Source>
# 230Rs Under Sofa Storage



## cdawrld (Jul 31, 2011)

While installing the mandatory pump converter winterizing kit. I got ambitious with the power tools. Installed a HT-2 well system tank(blue 2gal.pressured reserve. This will allow for numerous night time uses of water without starting the noisy pump. 
The sofa removed and the cover panel removed. I cut the cover panel near the water heater. Where I installed a vertical panel divider for a new storage area. Creating almost 6 extra cubic ft of storage.
Cut the top panel so that it fits inside each mounting leg for the sofa. This will allow for easy removal when sofa is reattached.










Balance the sofa midway between seating and lay flat positions. Then slide the top cover off either side for access. 
Made it a lot easier to get to the water pump/ heater area. Now I can store more blankets and towels or beer




































Due to the spring tension the sofa is under when it is in the half way position. I suggest a short prop to hold it up.
Purchased tank from Amazon. All other fittings from Lowes.
Installed the pressurized tank on the hose that goes to the water heater with a brass tee. For easy winter removal.


----------



## thefulminator (Aug 8, 2007)

Nicely done. I wish my 21RS has the inlet connections on the aft side of the water heater like your 230RS does. My inlets and pump are in the middle of where your storage area is. Have thought for a long time that there is a ton of wasted space under the sofa. If keystone would have planned a little better they could have done an arrangement like what you did and installed an outside storage door for access.


----------



## Aussiefire (Aug 12, 2012)

cdawrld said:


> While installing the mandatory pump converter winterizing kit. I got ambitious with the power tools. Installed a HT-2 well system tank(blue 2gal.pressured reserve. This will allow for numerous night time uses of water without starting the noisy pump.

Stored data>
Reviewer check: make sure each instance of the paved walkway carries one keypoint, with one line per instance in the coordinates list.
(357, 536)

--

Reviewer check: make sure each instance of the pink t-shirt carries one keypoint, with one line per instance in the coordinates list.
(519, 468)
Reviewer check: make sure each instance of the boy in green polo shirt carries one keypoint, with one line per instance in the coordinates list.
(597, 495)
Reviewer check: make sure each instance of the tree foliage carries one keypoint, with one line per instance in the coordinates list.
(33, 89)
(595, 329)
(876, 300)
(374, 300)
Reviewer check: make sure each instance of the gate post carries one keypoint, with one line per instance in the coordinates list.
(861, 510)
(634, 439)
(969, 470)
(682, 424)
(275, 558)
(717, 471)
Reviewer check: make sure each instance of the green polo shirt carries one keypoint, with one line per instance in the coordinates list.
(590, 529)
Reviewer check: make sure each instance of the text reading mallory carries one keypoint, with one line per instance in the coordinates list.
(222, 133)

Jobs>
#1 In the 230RS sofa storage thread, take everything from "## thefulminator (Aug" down to "(Aug 12, 2012)" and write it out again, switching "outside storage door" to "outside access hatch".
#2 Using the 230RS sofa storage thread, say whether each statement agrees with it, answering yes or no and quoting the words that decide it: (a) The pressurized tank was bought from Amazon. (b) The fittings were bought from Amazon as well. (c) The new storage area adds about 10 cubic feet.

Written responses>
#1
## thefulminator (Aug 8, 2007)

Nicely done. I wish my 21RS has the inlet connections on the aft side of the water heater like your 230RS does. My inlets and pump are in the middle of where your storage area is. Have thought for a long time that there is a ton of wasted space under the sofa. If keystone would have planned a little better they could have done an arrangement like what you did and installed an outside access hatch for access.


----------



## Aussiefire (Aug 12, 2012)

#2
(a) Yes: "Purchased tank from Amazon."
(b) No: "All other fittings from Lowes."
(c) No: "Creating almost 6 extra cubic ft of storage."